The Equity Plan of 2004, effective May 1, 2004, authorizes the grant of non-qualified and incentive stock options, stock appreciation rights, restricted stock and other stock awards. A maximum of 8,000,000 shares of common stock was reserved for potential issuance pursuant to awards under the Equity Plan of 2004. The Equity Plan of 2004 continued in effect for a period of 10 years from its effective date. The plan terminated on May 1, 2014.

 

The Equity Incentive Plan of 2007, effective June 20, 2007, authorizes the grant of non-qualified and incentive stock options, stock appreciation rights, restricted stock and other stock awards. A maximum of 9,000,000 shares of common stock is reserved for potential issuance pursuant to awards under the Equity Incentive Plan of 2007. Unless sooner terminated, the Equity Incentive Plan of 2007 will continue in effect for a period of 10 years from its effective date.

 

The Equity Incentive Plan of 2009, effective June 24, 2009, authorizes the grant of non-qualified and incentive stock options, stock appreciation rights, restricted stock and other stock awards. A maximum of 15,000,000 shares of common stock is reserved for potential issuance pursuant to awards under the Equity Incentive Plan of 2009. In September 2015, the Company's shareholders approved the following amendments to the 2009 Plan: (1) increased the number of shares authorized to be issued under the Equity Incentive Plan from 15,000,000 to 22,000,000; (2) required a gradual vesting period of options issued under the Equity Incentive Plan over a three year period; (3) revised the definition of “change in control” to make it less “liberal” by amending the provision that a change in control occurs upon stockholder approval of a merger, consolidation or sale or disposition by the Company of all or substantially all of its assets (a “Business Combination”) to state that such a change in control occurs upon the consummation of the Business Combination; and (4) clarified that the definition of change in control has a double trigger – For a Participant to get the benefit resulting from a change in control, such Participant must have been terminated other than for cause within a two year period. Unless sooner terminated, the Equity Incentive Plan of 2009 will continue in effect for a period of 10 years from its effective date. 

 

The Equity Plan of 2004 and the Equity Incentive Plans of 2007 and 2009 are administered by the Board of Directors. The Plans provide for awards to be made to such Officers, other key employees, non-employee Directors, consultants and advisors of the Company and its subsidiaries as the Board may select.

****

§ TO DO
A: Print the equity plan passage from "The Equity Plan of 2004 and" up to and including "Board may select.".
B: Answer these questions from the equity plan passage:
(i) What maximum number of shares of common stock was reserved under the Equity Plan of 2004?
(ii) On what date did the Equity Incentive Plan of 2007 take effect?
(iii) Who administers the three plans?
Rely solely on the equity plan passage for your answers.

§ DATA SECTION
****

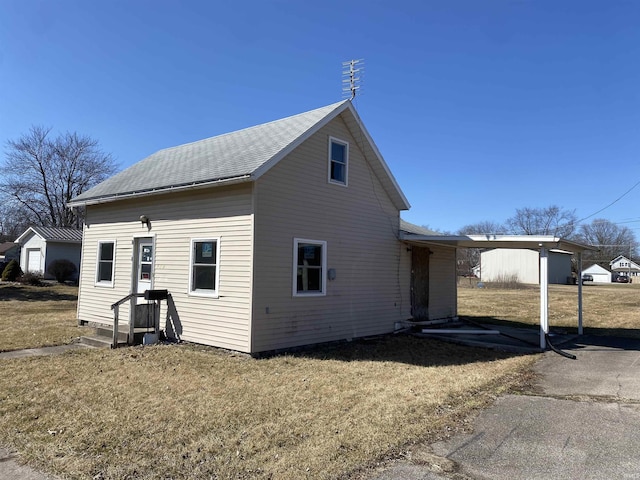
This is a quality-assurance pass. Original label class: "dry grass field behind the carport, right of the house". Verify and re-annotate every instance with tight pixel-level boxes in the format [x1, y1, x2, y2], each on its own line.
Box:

****

§ RESPONSES TO THE TASKS
A:
The Equity Plan of 2004 and the Equity Incentive Plans of 2007 and 2009 are administered by the Board of Directors. The Plans provide for awards to be made to such Officers, other key employees, non-employee Directors, consultants and advisors of the Company and its subsidiaries as the Board may select.

B:
(i) 8,000,000 shares
(ii) June 20, 2007
(iii) The Board of Directors